In the entries below, find the line containing "of the flower". Copy it and all lines after it, exactly, through the end.
Start of Block
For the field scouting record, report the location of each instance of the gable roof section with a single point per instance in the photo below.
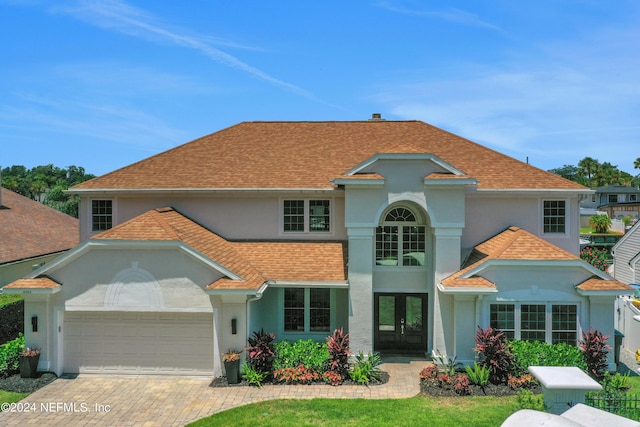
(254, 262)
(517, 244)
(309, 155)
(29, 229)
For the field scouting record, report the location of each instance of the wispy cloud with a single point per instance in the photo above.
(453, 15)
(561, 100)
(121, 17)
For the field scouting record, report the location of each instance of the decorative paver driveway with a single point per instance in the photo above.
(176, 401)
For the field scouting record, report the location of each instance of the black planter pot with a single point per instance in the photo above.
(232, 369)
(29, 366)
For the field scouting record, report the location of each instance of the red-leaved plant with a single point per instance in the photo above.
(595, 348)
(338, 346)
(491, 345)
(260, 351)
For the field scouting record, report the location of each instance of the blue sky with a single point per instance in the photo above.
(102, 84)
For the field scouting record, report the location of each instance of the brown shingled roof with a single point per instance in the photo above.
(255, 262)
(30, 229)
(518, 244)
(311, 154)
(37, 283)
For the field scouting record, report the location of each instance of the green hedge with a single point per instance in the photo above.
(10, 356)
(536, 353)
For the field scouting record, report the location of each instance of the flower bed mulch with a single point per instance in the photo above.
(222, 382)
(488, 390)
(17, 384)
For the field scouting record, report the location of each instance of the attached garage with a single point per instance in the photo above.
(128, 342)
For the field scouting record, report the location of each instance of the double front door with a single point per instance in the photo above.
(400, 322)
End of Block
Answer section:
For the field scouting record, report the location of each instance of the flower bed mulch with a single point per instance in the photo above.
(222, 382)
(488, 390)
(17, 384)
For the field scouting record, report the location of each instance of the attached garage with a single point per instance in the photo above.
(128, 342)
For the field scouting record, report the location of each instance of the double front door with a single point per instance in the photo above.
(400, 322)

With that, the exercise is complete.